AIM OF THE TASK:
Which lines in the listing contain the string "fence"? Report each such line in full.

Collected data entries
# # #
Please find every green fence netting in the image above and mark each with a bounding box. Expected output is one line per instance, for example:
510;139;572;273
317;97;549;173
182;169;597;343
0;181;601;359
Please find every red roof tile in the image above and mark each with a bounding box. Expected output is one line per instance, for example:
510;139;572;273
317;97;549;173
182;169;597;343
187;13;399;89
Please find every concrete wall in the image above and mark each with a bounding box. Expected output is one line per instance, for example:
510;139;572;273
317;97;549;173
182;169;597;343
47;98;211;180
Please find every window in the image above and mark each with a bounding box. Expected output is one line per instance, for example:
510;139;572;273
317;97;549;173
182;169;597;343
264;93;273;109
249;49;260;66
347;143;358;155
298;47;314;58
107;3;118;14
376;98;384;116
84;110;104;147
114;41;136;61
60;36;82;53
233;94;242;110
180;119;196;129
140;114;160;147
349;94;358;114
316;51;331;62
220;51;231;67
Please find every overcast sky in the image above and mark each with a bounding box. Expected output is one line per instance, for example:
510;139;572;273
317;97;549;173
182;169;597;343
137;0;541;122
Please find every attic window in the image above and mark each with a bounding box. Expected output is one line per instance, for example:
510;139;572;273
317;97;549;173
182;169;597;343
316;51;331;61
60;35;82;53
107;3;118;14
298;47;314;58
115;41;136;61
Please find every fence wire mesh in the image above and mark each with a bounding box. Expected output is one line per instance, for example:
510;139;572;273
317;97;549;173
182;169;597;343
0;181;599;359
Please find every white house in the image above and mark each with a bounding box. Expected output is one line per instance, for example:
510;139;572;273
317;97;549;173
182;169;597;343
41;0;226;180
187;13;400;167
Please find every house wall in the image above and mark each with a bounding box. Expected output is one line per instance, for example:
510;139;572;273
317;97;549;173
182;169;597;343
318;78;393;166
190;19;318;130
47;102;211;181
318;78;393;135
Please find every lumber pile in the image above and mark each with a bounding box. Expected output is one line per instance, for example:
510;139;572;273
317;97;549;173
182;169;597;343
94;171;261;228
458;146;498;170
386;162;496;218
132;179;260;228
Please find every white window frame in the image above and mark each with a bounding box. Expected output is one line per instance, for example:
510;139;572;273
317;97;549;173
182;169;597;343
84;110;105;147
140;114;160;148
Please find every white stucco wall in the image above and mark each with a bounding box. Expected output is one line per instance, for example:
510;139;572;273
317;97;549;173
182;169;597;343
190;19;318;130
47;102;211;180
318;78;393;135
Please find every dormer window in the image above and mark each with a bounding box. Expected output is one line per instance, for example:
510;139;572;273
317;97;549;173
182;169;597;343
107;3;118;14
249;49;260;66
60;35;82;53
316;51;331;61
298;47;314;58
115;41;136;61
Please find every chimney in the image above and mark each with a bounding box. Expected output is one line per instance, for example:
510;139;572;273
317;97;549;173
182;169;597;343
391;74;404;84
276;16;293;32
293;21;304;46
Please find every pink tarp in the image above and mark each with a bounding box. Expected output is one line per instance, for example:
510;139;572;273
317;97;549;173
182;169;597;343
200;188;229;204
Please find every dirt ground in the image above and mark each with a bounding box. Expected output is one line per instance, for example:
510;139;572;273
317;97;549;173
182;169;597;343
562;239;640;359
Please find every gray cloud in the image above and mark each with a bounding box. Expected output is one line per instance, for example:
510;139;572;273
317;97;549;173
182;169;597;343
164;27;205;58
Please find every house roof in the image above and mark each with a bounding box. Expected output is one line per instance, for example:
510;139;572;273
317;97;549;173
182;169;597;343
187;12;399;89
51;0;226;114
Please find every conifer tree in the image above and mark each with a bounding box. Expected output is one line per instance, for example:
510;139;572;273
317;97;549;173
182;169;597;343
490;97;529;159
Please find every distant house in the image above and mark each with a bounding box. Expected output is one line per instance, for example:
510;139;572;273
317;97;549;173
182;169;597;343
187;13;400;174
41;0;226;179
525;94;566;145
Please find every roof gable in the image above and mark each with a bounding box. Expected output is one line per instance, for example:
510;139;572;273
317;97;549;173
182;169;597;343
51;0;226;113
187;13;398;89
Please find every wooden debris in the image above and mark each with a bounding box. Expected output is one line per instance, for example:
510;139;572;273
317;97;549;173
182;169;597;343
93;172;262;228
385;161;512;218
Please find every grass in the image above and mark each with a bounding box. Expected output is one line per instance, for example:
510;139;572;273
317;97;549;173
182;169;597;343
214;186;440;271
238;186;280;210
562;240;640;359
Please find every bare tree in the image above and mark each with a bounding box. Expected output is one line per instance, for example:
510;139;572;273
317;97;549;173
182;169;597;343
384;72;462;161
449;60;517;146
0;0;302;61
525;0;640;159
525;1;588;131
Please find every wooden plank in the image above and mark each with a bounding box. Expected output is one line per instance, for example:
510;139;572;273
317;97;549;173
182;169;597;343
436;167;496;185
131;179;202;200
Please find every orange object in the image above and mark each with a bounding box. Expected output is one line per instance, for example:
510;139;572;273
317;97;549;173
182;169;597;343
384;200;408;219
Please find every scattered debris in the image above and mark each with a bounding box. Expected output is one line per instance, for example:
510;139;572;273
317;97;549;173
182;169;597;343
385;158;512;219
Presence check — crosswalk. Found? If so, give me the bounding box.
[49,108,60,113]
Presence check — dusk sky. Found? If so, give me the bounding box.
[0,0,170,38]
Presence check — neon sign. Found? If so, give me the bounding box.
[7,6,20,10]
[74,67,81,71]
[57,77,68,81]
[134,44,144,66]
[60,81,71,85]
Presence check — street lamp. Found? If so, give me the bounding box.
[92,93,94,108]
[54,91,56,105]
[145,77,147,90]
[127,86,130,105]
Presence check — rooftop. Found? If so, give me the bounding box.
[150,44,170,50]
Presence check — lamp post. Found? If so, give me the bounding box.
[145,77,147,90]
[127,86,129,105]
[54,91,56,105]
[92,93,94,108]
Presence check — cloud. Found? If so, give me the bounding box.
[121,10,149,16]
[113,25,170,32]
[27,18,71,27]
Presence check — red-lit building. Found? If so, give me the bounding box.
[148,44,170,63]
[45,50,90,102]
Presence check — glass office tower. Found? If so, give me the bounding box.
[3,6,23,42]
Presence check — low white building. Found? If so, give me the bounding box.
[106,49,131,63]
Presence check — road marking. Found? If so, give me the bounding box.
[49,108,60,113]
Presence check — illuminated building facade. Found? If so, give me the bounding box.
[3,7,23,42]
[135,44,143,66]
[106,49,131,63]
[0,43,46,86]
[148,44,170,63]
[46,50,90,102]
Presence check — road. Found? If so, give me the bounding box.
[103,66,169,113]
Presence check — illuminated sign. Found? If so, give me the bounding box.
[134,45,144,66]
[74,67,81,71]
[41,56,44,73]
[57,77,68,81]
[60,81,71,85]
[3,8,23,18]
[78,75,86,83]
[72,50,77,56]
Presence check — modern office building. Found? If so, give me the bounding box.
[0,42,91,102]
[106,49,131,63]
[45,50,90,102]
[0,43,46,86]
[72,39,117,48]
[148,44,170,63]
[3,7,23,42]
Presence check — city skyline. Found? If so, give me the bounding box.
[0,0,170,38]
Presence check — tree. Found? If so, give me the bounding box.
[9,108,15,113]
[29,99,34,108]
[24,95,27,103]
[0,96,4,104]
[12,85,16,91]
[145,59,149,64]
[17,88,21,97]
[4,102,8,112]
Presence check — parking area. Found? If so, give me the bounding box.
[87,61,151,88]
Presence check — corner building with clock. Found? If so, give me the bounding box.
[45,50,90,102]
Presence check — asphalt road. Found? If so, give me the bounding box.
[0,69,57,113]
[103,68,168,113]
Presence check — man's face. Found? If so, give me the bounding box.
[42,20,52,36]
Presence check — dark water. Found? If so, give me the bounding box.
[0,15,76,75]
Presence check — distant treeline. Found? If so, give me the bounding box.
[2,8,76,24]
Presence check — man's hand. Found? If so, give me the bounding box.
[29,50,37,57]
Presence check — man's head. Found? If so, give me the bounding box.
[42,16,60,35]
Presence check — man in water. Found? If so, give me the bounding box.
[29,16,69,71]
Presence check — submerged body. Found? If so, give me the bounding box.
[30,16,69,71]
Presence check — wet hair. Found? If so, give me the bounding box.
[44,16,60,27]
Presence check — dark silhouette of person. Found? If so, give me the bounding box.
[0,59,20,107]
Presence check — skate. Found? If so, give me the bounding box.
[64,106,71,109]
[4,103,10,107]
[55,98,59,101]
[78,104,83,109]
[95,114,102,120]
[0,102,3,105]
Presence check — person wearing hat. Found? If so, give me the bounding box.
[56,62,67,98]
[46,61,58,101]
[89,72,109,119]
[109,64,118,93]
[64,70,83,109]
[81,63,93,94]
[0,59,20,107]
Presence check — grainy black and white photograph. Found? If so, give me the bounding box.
# # #
EXERCISE RESPONSE:
Please find every green fence netting in the image above and mark each with a bounding box. Expected output is one line per instance, for example:
Please find every fence wire mesh in the image above and mark each with a bounding box. Expected output is one line per instance, for example:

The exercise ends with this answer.